• [Task requirements]: Copy out exactly the lines from the line containing "tower. Write the coordinates, one line per instance." to the end of the listing.

• [Extracted records]:
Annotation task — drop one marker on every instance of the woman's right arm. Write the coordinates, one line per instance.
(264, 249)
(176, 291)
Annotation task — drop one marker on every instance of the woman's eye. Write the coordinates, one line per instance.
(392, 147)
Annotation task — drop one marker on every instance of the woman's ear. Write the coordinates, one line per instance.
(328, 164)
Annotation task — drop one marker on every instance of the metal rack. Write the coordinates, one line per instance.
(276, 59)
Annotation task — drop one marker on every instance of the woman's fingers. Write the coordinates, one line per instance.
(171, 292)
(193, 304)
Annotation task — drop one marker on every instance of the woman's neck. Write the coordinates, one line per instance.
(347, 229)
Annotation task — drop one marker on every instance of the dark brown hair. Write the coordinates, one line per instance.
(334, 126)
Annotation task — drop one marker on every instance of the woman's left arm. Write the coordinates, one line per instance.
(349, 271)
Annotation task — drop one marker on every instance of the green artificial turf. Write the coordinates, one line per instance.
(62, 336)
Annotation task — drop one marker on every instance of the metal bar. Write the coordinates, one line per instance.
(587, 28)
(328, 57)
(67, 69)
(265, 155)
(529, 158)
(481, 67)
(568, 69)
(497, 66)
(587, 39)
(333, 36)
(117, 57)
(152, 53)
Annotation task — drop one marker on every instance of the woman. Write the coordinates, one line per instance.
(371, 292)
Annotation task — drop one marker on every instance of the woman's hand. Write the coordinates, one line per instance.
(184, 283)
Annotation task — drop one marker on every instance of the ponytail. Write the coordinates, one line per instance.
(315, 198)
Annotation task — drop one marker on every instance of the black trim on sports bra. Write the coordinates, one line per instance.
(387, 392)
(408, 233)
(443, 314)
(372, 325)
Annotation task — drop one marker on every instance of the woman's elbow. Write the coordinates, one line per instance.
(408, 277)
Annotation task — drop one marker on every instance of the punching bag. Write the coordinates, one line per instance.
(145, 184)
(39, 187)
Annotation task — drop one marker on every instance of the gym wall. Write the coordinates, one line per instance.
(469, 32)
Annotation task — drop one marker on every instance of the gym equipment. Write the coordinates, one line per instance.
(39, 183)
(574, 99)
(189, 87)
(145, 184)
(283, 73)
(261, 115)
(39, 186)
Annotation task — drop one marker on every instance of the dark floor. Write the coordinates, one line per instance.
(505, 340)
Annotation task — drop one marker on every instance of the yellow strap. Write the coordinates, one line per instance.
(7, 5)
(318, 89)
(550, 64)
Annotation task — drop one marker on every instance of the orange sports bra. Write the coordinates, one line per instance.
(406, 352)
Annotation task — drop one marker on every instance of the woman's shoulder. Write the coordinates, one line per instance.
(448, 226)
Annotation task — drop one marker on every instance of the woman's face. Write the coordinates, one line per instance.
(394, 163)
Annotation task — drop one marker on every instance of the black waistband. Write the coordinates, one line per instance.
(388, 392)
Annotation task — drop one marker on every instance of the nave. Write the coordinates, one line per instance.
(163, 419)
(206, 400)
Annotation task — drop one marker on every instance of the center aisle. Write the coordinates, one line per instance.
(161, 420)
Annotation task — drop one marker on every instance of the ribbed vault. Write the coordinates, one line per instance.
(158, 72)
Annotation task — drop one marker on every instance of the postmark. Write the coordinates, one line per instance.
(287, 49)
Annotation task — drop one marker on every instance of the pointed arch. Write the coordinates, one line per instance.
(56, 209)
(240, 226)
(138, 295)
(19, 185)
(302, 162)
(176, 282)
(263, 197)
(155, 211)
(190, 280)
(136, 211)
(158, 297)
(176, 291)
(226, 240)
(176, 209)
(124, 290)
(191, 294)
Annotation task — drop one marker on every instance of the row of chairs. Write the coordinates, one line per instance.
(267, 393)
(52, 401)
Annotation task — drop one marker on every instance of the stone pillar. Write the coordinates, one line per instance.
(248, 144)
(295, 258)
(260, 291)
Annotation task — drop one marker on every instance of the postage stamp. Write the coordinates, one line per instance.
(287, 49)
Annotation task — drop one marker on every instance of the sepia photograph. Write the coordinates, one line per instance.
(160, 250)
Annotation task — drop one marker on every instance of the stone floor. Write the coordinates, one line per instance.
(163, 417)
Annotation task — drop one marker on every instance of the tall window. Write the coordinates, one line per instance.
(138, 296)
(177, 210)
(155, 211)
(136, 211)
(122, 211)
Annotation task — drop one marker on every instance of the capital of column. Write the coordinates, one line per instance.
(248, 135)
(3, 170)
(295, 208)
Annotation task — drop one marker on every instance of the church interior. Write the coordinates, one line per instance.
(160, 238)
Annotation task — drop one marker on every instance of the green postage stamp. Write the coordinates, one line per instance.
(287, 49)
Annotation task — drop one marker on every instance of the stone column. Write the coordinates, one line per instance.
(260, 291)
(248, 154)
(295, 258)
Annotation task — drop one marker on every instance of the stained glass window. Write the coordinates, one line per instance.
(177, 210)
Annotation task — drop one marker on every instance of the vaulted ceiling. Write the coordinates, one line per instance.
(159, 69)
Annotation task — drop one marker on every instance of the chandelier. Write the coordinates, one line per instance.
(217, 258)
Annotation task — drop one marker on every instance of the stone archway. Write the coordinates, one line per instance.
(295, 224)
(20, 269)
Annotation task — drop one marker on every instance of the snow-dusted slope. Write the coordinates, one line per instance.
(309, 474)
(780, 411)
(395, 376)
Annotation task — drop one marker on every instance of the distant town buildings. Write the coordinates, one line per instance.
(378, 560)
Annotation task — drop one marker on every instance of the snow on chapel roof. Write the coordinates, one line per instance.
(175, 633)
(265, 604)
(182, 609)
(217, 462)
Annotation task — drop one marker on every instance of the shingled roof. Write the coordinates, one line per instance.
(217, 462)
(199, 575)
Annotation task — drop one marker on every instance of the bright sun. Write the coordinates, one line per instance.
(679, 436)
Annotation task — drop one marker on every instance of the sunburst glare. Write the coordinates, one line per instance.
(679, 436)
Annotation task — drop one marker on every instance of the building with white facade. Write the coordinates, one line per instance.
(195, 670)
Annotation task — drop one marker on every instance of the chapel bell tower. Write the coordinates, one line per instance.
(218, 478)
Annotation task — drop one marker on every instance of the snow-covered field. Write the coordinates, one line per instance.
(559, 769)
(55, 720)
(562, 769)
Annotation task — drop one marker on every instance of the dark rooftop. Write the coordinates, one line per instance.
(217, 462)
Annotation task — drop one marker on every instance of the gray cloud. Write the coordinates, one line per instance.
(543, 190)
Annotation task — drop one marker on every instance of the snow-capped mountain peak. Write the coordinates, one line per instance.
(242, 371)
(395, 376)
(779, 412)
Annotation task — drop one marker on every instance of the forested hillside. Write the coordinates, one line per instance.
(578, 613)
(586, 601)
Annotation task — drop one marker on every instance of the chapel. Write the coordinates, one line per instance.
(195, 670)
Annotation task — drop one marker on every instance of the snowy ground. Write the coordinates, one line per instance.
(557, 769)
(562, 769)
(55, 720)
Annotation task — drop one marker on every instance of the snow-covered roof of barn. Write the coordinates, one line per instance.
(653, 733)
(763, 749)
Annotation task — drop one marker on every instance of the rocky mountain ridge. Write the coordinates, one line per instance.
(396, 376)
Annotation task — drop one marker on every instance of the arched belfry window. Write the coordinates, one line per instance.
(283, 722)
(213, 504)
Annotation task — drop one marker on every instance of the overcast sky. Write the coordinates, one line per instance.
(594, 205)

• [Task solution]:
Annotation task — drop one marker on every instance of the chapel bell tower. Write the coordinates, one line per instance.
(218, 478)
Annotation task — drop one marker on every instance of the snow-covered field. Write the coordinates, one line per instance.
(559, 769)
(55, 720)
(562, 769)
Annotation task — drop one marker on every instance of the dark rooftop. Write the coordinates, one line per instance.
(217, 462)
Annotation task — drop one marker on every instance of the gray cloud. Write the coordinates, one line per instance.
(543, 190)
Annotation task — drop one marker on every instance of the snow-capped mountain peak. Write the coordinates, one line per instance.
(242, 371)
(395, 376)
(779, 412)
Annotation task — drop one marker on every instance of the forested hillside. Write the coordinates, one line per instance.
(578, 613)
(586, 601)
Annotation task — drop one marker on every instance of the chapel. Write the coordinates, one line per instance.
(195, 670)
Annotation task — drop one marker on every instance of the snowy ground. Write the coordinates, one line per instance.
(557, 769)
(562, 769)
(55, 720)
Annotation task — drop one marker on every instance of the snow-covered roof of barn. Write the coordinates, one line per instance.
(653, 733)
(763, 749)
Annotation task — drop one marker on every instance of the rocky mountain ridge. Write the coordinates, one line per instance.
(396, 376)
Annotation task — drop one marker on every instance of the arched belfry window. Write the coordinates, one line per instance.
(283, 722)
(213, 504)
Annotation task — drop one marker on every instance of the overcast sky. Write the coordinates, one line per instance.
(594, 205)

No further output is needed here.